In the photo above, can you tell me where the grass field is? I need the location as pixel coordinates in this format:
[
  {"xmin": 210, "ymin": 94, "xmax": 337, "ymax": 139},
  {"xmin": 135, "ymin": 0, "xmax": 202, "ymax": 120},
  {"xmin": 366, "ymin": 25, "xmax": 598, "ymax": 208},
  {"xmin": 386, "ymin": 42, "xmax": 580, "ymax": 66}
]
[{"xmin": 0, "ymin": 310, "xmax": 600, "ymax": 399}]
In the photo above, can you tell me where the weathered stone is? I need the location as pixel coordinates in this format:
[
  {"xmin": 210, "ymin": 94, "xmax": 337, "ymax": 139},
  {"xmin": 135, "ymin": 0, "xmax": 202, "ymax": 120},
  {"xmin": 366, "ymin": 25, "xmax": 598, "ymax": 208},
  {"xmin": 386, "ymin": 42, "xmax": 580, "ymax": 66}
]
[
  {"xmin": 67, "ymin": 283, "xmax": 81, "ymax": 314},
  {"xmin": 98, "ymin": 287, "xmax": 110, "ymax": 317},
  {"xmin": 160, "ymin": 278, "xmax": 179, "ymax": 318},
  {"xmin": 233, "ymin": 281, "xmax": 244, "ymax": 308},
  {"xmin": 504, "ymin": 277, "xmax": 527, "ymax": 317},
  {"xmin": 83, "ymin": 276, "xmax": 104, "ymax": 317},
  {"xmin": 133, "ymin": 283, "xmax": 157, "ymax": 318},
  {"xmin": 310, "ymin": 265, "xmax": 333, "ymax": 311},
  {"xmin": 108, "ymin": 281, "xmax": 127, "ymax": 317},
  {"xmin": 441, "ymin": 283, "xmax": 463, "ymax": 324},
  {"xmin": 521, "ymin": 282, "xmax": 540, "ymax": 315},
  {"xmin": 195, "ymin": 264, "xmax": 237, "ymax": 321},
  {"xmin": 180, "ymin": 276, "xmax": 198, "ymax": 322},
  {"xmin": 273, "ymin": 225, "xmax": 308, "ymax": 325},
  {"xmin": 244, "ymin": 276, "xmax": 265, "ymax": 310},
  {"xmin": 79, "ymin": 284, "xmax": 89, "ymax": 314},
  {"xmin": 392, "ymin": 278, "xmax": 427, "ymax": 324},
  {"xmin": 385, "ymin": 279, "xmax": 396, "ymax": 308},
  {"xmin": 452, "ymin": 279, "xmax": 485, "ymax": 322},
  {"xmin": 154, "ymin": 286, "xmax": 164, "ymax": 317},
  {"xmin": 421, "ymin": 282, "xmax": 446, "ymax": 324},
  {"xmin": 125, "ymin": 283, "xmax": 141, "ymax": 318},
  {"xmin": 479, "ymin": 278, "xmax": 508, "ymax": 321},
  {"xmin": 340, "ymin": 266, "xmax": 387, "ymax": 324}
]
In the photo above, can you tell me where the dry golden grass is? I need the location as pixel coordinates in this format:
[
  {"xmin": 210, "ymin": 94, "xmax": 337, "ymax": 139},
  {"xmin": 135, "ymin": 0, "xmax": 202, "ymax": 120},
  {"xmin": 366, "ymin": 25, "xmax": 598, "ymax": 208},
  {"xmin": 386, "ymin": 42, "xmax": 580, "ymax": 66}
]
######
(WHAT IS BEING ASKED) Edit all of the records above by putting "image coordinates" in place of "pixel coordinates" wherever it occurs. Leave every other character as it is.

(RESULT OF THE EXERCISE)
In the photo above, can you tell me where the grass field is? I need the location as image coordinates in this format:
[
  {"xmin": 210, "ymin": 94, "xmax": 337, "ymax": 139},
  {"xmin": 135, "ymin": 0, "xmax": 202, "ymax": 120},
  {"xmin": 366, "ymin": 25, "xmax": 598, "ymax": 208},
  {"xmin": 386, "ymin": 42, "xmax": 580, "ymax": 66}
]
[{"xmin": 0, "ymin": 310, "xmax": 600, "ymax": 399}]
In the photo above, can you tell me where the weathered stone is? I need the location as image coordinates in this format:
[
  {"xmin": 210, "ymin": 94, "xmax": 337, "ymax": 139},
  {"xmin": 135, "ymin": 0, "xmax": 202, "ymax": 120},
  {"xmin": 366, "ymin": 25, "xmax": 598, "ymax": 208},
  {"xmin": 386, "ymin": 42, "xmax": 580, "ymax": 66}
]
[
  {"xmin": 67, "ymin": 283, "xmax": 81, "ymax": 314},
  {"xmin": 98, "ymin": 287, "xmax": 110, "ymax": 317},
  {"xmin": 160, "ymin": 278, "xmax": 179, "ymax": 318},
  {"xmin": 233, "ymin": 281, "xmax": 244, "ymax": 308},
  {"xmin": 504, "ymin": 277, "xmax": 527, "ymax": 317},
  {"xmin": 83, "ymin": 276, "xmax": 104, "ymax": 317},
  {"xmin": 133, "ymin": 283, "xmax": 157, "ymax": 318},
  {"xmin": 310, "ymin": 265, "xmax": 333, "ymax": 311},
  {"xmin": 108, "ymin": 281, "xmax": 127, "ymax": 317},
  {"xmin": 441, "ymin": 283, "xmax": 463, "ymax": 324},
  {"xmin": 521, "ymin": 282, "xmax": 540, "ymax": 315},
  {"xmin": 195, "ymin": 264, "xmax": 237, "ymax": 321},
  {"xmin": 180, "ymin": 276, "xmax": 198, "ymax": 322},
  {"xmin": 273, "ymin": 225, "xmax": 308, "ymax": 325},
  {"xmin": 244, "ymin": 276, "xmax": 265, "ymax": 310},
  {"xmin": 79, "ymin": 284, "xmax": 89, "ymax": 314},
  {"xmin": 392, "ymin": 278, "xmax": 427, "ymax": 324},
  {"xmin": 385, "ymin": 279, "xmax": 396, "ymax": 308},
  {"xmin": 452, "ymin": 279, "xmax": 485, "ymax": 322},
  {"xmin": 154, "ymin": 286, "xmax": 164, "ymax": 317},
  {"xmin": 421, "ymin": 282, "xmax": 446, "ymax": 324},
  {"xmin": 125, "ymin": 283, "xmax": 141, "ymax": 318},
  {"xmin": 479, "ymin": 278, "xmax": 508, "ymax": 321},
  {"xmin": 340, "ymin": 266, "xmax": 387, "ymax": 324}
]
In the photo above, can you tell me where the dry golden grass is? I need the location as image coordinates in this format:
[
  {"xmin": 210, "ymin": 94, "xmax": 337, "ymax": 139},
  {"xmin": 135, "ymin": 0, "xmax": 202, "ymax": 120},
  {"xmin": 366, "ymin": 25, "xmax": 598, "ymax": 208},
  {"xmin": 386, "ymin": 42, "xmax": 580, "ymax": 66}
]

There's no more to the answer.